Output all of the entries exactly as they are given.

START Entries provided

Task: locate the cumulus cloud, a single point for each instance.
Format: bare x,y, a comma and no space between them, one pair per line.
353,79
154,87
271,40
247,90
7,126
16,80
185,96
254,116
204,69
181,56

END Entries provided

» **Solution**:
Task: locate the cumulus cloud, a single point for each instance.
Format: bare x,y, a comma and no space between them, one pair per line.
353,79
154,87
271,40
247,90
7,126
16,80
185,96
254,116
204,69
181,56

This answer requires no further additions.